Locate each line in the rows below that contains the word "water", and copy every such line in full.

----- MATERIAL FOR THIS TASK

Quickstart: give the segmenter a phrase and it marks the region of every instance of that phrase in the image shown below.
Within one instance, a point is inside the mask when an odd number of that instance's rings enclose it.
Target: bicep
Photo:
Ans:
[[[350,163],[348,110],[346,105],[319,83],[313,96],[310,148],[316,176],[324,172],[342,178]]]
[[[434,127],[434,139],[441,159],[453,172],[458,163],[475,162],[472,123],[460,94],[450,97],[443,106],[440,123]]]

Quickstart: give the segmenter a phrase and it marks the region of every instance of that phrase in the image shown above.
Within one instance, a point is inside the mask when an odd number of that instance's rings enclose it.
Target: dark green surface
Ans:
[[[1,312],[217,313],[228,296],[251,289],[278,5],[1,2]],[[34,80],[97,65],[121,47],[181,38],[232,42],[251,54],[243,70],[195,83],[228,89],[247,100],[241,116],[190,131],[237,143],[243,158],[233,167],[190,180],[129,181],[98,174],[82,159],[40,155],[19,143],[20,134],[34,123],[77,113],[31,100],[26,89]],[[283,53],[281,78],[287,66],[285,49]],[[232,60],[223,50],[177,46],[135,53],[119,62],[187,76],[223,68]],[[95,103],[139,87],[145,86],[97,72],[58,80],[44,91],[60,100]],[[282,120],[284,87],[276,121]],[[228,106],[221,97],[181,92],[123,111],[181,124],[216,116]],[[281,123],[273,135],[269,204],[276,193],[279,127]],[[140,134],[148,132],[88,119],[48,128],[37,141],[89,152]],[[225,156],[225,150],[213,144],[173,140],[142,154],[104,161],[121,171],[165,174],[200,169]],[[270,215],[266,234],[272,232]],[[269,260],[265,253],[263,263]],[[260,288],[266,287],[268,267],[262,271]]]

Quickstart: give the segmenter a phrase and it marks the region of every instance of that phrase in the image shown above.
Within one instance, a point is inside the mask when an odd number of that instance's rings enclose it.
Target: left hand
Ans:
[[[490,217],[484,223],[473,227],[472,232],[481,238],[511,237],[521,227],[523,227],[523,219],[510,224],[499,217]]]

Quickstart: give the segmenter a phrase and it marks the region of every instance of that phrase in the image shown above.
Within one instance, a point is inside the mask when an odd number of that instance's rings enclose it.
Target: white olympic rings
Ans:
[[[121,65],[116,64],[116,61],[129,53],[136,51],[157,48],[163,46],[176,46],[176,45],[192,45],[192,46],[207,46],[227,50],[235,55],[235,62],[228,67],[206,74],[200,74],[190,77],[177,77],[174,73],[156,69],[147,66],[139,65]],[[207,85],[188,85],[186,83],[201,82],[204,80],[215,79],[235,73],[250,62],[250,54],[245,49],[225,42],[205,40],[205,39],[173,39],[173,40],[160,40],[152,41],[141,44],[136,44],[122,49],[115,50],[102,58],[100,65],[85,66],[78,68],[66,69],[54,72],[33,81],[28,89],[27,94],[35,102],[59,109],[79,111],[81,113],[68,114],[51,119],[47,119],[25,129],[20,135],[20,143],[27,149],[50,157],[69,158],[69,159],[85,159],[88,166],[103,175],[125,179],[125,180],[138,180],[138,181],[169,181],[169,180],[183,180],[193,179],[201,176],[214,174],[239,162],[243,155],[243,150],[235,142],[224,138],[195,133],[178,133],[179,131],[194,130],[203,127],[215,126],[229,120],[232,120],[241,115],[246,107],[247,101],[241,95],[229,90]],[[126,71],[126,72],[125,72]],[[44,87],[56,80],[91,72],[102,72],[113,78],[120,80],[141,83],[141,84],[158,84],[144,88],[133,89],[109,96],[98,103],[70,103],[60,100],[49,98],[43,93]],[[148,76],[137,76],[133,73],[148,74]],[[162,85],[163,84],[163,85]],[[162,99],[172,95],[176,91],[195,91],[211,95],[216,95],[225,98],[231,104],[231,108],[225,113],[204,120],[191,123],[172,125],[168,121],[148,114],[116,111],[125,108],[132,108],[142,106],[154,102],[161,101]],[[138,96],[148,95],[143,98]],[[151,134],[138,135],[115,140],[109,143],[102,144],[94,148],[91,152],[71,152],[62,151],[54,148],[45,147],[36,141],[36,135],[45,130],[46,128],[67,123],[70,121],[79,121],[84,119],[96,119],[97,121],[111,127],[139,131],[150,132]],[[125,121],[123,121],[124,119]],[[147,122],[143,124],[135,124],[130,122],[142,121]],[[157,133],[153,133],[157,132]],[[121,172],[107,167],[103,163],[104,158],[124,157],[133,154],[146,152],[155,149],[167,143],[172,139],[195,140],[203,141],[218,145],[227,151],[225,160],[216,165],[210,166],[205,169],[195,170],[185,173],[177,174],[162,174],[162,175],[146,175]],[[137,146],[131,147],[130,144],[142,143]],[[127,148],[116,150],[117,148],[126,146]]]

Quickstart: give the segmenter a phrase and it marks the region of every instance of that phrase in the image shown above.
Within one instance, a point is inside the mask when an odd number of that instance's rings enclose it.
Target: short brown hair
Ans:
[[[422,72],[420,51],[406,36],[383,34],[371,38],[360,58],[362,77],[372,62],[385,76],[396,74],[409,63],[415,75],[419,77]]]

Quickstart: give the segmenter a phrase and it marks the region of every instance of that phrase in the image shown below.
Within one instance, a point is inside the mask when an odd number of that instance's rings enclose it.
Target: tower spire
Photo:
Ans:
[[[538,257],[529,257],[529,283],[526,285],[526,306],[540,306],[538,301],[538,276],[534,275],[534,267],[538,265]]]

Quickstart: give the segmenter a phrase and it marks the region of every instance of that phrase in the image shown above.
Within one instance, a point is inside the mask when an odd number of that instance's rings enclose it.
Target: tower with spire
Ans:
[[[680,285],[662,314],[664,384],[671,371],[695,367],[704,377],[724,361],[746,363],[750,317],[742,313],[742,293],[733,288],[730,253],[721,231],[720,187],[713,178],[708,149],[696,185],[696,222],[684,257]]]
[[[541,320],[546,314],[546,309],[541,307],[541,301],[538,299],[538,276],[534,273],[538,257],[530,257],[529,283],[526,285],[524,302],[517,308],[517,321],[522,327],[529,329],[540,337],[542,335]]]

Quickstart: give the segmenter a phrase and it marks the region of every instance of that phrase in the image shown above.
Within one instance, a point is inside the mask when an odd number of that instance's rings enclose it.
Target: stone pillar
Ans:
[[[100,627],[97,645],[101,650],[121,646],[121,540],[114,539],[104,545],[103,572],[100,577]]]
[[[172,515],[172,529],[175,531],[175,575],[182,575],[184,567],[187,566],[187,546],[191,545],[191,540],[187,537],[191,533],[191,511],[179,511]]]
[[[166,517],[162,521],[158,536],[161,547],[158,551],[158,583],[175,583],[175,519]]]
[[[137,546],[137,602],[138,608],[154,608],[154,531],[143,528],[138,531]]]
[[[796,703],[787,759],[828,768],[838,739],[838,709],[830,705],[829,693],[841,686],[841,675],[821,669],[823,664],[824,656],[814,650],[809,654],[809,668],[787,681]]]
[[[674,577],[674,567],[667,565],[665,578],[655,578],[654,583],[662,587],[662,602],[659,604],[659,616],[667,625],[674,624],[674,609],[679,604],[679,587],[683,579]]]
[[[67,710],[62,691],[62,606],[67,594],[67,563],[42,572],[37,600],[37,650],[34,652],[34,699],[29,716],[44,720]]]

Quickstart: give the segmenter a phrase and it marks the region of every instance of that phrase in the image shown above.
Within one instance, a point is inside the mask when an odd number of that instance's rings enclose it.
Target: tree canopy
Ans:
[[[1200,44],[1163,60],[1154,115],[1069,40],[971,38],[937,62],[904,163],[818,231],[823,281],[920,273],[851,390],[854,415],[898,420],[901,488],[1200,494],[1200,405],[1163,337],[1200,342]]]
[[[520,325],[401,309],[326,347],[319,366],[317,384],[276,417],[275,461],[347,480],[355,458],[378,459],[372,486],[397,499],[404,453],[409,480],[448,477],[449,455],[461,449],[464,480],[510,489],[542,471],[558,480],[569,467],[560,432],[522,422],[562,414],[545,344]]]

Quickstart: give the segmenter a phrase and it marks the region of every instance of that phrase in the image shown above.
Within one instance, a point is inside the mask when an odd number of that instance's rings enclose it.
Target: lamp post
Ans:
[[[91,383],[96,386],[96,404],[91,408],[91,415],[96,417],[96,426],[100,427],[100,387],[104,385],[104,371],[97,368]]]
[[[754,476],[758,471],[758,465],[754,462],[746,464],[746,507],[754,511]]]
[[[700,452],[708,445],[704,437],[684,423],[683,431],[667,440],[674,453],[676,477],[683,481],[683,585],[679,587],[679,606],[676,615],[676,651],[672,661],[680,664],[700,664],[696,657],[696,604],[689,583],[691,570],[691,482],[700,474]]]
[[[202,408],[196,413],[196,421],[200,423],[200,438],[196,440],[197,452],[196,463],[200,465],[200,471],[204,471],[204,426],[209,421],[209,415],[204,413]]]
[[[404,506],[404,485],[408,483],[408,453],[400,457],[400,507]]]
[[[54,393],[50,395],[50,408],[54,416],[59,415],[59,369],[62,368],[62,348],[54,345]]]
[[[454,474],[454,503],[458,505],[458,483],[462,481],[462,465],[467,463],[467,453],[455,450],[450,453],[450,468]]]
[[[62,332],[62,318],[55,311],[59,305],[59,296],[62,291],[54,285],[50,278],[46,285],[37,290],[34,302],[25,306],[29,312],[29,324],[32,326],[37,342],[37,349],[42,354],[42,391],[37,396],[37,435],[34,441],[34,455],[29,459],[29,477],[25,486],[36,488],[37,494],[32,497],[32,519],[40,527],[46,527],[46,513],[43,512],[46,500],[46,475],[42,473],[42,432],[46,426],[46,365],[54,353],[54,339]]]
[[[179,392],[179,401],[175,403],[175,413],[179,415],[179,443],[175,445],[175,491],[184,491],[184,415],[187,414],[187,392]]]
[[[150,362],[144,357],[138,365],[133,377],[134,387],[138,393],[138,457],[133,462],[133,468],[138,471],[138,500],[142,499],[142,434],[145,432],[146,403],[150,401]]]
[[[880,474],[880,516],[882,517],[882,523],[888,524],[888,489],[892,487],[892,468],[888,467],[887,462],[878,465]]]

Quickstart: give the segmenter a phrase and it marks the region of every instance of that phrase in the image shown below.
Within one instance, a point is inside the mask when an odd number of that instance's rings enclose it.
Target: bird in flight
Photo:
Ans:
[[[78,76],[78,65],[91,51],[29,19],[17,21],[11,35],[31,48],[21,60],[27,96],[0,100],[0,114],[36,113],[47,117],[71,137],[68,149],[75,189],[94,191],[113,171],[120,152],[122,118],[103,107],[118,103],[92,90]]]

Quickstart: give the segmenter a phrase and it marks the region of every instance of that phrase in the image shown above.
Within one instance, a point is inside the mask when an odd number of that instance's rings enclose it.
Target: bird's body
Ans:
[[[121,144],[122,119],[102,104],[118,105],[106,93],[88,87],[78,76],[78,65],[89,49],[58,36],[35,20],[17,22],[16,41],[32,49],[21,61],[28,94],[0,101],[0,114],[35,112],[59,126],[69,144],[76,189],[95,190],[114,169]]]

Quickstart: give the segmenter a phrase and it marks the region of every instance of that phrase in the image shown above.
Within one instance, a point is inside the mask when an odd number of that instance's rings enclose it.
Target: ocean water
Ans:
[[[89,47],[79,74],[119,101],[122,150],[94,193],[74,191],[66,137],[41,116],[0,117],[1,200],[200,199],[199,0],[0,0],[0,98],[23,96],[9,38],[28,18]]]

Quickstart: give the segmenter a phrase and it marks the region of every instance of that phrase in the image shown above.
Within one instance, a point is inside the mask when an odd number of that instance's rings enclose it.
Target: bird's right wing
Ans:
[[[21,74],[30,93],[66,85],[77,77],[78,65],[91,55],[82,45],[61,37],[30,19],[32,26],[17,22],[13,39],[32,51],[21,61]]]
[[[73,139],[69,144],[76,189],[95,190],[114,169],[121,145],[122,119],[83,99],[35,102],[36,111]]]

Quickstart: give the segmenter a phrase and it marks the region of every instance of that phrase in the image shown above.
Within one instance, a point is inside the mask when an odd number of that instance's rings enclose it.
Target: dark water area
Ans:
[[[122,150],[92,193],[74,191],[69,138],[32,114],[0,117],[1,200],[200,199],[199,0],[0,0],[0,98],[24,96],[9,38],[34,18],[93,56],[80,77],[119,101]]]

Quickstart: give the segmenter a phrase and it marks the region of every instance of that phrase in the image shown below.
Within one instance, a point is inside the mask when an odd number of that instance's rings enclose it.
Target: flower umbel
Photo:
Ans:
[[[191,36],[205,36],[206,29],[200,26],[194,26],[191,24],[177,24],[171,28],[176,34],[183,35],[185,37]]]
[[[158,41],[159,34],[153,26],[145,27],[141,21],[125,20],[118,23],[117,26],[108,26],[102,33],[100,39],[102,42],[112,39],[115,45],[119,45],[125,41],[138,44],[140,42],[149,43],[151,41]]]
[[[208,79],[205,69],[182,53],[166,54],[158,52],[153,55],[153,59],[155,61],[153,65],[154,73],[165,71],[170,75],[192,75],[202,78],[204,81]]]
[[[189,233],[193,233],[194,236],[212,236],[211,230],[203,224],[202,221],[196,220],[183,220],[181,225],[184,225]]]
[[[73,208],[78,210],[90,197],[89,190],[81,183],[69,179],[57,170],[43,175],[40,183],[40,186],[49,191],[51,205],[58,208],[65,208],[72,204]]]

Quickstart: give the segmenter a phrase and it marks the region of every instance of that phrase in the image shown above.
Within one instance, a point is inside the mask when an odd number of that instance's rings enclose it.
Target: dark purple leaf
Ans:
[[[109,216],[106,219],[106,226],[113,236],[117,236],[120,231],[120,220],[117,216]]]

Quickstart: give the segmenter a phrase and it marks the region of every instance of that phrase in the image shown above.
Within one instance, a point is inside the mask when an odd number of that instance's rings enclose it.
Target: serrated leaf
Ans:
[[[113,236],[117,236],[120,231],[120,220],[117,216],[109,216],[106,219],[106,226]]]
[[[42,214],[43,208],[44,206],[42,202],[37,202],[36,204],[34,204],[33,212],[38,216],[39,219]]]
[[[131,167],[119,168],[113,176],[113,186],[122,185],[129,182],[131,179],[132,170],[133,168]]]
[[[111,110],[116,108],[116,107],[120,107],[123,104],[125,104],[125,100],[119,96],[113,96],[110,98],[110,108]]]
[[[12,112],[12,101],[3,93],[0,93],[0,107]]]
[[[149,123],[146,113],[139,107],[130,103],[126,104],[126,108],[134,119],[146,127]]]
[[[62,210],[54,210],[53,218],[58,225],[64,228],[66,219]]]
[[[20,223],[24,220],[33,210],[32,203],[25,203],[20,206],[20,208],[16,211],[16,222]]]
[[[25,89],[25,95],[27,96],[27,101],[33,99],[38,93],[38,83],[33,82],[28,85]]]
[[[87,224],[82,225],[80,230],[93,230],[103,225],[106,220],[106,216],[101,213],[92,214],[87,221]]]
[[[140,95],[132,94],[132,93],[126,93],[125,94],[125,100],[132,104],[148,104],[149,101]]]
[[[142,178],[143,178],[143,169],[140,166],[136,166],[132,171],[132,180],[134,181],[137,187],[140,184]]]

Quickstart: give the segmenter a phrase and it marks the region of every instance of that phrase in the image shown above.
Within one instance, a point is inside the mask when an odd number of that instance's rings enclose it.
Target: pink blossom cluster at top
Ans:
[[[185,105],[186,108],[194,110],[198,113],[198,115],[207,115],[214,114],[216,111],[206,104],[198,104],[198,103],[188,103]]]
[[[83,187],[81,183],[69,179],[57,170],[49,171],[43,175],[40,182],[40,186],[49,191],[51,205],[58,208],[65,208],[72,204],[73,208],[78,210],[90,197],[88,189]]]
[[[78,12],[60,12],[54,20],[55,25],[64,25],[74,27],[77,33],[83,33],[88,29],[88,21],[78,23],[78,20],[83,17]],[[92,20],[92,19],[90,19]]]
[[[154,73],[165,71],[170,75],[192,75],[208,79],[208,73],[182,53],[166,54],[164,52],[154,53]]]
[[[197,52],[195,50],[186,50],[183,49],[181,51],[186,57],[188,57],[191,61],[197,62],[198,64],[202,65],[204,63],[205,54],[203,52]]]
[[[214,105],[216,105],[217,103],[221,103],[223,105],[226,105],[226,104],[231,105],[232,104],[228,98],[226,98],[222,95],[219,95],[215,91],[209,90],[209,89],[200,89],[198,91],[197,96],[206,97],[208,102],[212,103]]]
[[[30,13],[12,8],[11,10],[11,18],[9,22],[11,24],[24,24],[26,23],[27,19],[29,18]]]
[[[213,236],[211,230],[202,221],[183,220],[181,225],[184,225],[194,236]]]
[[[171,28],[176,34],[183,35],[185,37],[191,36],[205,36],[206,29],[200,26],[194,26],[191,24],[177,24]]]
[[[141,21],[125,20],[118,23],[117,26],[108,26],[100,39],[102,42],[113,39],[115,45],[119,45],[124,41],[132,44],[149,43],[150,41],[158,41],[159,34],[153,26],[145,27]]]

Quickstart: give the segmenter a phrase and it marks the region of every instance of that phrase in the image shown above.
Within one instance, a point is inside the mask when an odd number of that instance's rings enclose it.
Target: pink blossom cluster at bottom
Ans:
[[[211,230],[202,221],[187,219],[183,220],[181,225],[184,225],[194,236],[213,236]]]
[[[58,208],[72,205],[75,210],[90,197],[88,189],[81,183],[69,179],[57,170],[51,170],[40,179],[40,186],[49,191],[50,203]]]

----------

■ **RESULT**
Target: ocean water
Target: dark water area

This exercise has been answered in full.